▶ [Text segment]
+ + + +

5. The 1891 Convention
22. If the 1891 Convention between Britain and the Netherlands were applicable
to Pulau Ligitan and Pulau Sipadan, that would be decisive in this case. Is it?
It’s Article IV establishes a line beginning at the east coast of Borneo at 4°
10' latitude and proceeding in an easterly direction “across the Island of
Sebittik . . .”. What, crucially, is in dispute is whether the words of Article
IV, in allocating to the British North Borneo Company the territory north of
this line and “the portion south of that parallel to the Netherlands”, intended
it to stop at the east coast of “Sebittik” or to continue on its mission of
allocation in an easterly direction. If the former, then the 1891 Convention
would have nothing to say about title to Ligitan and Sipadan, thereby properly
focusing the Court’s attention on subsequent effectivités. If the latter,
however, the Convention would allocate Ligitan and Sipadan to the Netherlands,
thereby making recourse to subsequent effectivités irrelevant in the
absence of evidence of Dutch abandonment of title.
23. What, then, if anything, does the 1891 Convention say about the two
contested islands? Nothing at all. But that should not be an end to the Court’s
search for its meaning. More specifically, what adjectival law may be of help to
the Court in its task of construing the Convention?
24. The first stop in any search for applicable legal principles to guide the
Court is the Vienna Convention on the Law of Treaties. Article 31 of that
instrument lays down the principle that the text of a treaty is to be understood
in its “ordinary meaning” and “in the light of [the treaty’s] object and
purpose”. It is acknowledged by the Parties and this Court that these two
adjectival legal principles − requiring a search for the words “ordinary
meaning” and the Convention’s overall contextual “object and purpose” − must
guide the Court.
6. The “ordinary meaning” principle
25. First, then, the Court is obliged to give their “ordinary meaning” to
Article IV’s words. Key, here, is the phrase “across the Island of Sebittik”.

+ + + +

Point labeling data from photos
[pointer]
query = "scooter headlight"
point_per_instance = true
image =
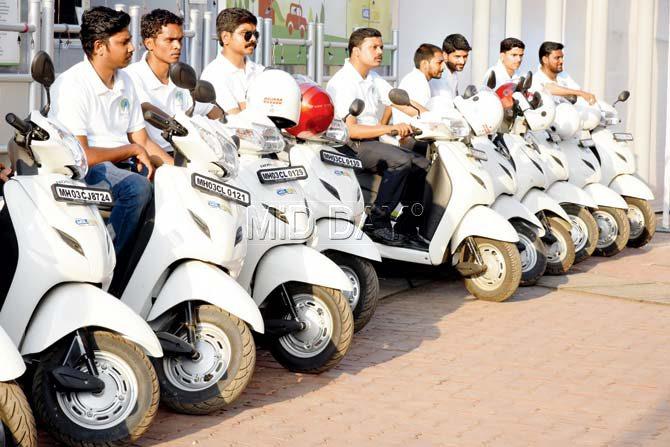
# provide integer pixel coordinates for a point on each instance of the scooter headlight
(337, 132)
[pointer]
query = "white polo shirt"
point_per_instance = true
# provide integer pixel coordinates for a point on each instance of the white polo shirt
(502, 77)
(447, 85)
(86, 107)
(231, 83)
(416, 85)
(167, 97)
(348, 84)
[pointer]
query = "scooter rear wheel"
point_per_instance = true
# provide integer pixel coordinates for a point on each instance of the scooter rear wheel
(227, 357)
(17, 419)
(584, 231)
(327, 337)
(364, 297)
(642, 222)
(117, 416)
(614, 230)
(503, 273)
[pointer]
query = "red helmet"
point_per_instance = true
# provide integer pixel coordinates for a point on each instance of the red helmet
(316, 111)
(505, 93)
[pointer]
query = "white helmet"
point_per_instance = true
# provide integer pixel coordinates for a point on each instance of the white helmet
(483, 111)
(275, 94)
(567, 121)
(541, 117)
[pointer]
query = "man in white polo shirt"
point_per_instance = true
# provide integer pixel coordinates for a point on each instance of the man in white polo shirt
(162, 34)
(232, 71)
(429, 64)
(507, 68)
(96, 101)
(356, 80)
(551, 77)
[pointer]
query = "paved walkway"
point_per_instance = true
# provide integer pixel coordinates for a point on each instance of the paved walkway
(577, 361)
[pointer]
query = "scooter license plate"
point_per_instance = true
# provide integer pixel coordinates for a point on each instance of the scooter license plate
(621, 136)
(220, 189)
(336, 159)
(82, 195)
(278, 175)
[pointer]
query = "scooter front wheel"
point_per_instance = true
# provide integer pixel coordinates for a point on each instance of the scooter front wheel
(364, 297)
(614, 230)
(220, 371)
(17, 424)
(642, 222)
(503, 270)
(116, 416)
(326, 338)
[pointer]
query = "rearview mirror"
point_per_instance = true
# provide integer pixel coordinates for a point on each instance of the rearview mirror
(399, 97)
(491, 81)
(183, 76)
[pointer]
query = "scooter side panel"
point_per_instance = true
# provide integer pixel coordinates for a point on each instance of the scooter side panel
(511, 208)
(72, 306)
(605, 196)
(341, 235)
(483, 221)
(537, 201)
(564, 192)
(12, 365)
(631, 186)
(198, 281)
(299, 263)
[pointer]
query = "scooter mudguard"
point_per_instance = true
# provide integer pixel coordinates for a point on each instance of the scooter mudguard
(510, 208)
(484, 222)
(299, 263)
(564, 192)
(605, 196)
(12, 365)
(537, 201)
(341, 235)
(72, 306)
(199, 281)
(630, 186)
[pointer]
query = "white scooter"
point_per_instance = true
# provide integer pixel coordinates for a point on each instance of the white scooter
(93, 383)
(461, 228)
(190, 249)
(308, 321)
(573, 125)
(617, 162)
(336, 201)
(17, 424)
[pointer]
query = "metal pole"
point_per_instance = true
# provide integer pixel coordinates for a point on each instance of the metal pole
(311, 50)
(194, 60)
(395, 56)
(267, 42)
(318, 51)
(35, 97)
(207, 43)
(135, 31)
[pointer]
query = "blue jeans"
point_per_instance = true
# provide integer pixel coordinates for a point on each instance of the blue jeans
(132, 192)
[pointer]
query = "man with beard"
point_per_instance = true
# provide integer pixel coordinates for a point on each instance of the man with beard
(232, 71)
(456, 50)
(551, 77)
(162, 34)
(96, 101)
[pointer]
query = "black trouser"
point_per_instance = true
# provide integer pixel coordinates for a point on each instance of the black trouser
(403, 176)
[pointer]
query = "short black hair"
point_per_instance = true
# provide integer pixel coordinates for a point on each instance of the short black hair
(547, 47)
(425, 52)
(231, 18)
(358, 36)
(455, 42)
(153, 22)
(100, 23)
(511, 42)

+ + + +

▶ [Given task]
Please state the latitude on the east coast of Borneo where, according to the 1891 Convention excerpt, the line set by Article IV begins.

▶ [Solution below]
4° 10' latitude